▶ [ТРЕБОВАНИЯ]: Дословно перепишите из текста о коррупции фрагмент, который начинается словами «Все достаточно открыто.» и продолжается до слов «письменного права устным[27].» включительно.

====== ТЕКСТ ======

Сам факт дачи взятки — уголовное преступление... Если предприниматель не идет в правоохранительные органы с заявлением о том, что у него вымогают взятку, то чиновник ничем не рискует.
Все достаточно открыто. Ну, естественно, проблема в том, чтобы не заложили.
Коррупционер все время подвешен.
Ситуация такая, что брать боятся, а не брать не могут.
Защитой для нелегитимного становится введение двойных правил, замещение письменного права устным[27].
Никто ничего не украл. Нет преступников. Вора нет!
Формируется мнение, что берут только тех, кто «зарывается». Нужно соблюдать неписаные правила, держать себя «в рамках», соблюдать устоявшийся порядок. Тотальность коррупции состоит в том, что она воспринимается как социальный порядок, поддерживающий все сферы жизнедеятельности его участников. «Большая коррупция (grand corruption) влияет уже на формирование самих правил или поддержание государственной политики, способствующей получению нелегальных выгод»[28]. Коррупция в России давно перестала быть прерогативой бюрократии и переместилась в сферу национальной политики. Попадаются лишь те, кто нарушает неписаные правила, поддерживаемые политической системой. Те, кто либо «сильно наглеют», завышая личную норму наживы, либо не поддерживают должные ритуалы взаимодействия, не выстраивают правильных личных отношений.

====== ДАННЫЕ ======

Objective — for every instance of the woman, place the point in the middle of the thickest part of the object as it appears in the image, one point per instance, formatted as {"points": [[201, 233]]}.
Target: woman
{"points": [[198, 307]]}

======

▶ [РЕШЕНИЕ ЗАДАНИЯ]:
Все достаточно открыто. Ну, естественно, проблема в том, чтобы не заложили.
Коррупционер все время подвешен.
Ситуация такая, что брать боятся, а не брать не могут.
Защитой для нелегитимного становится введение двойных правил, замещение письменного права устным[27].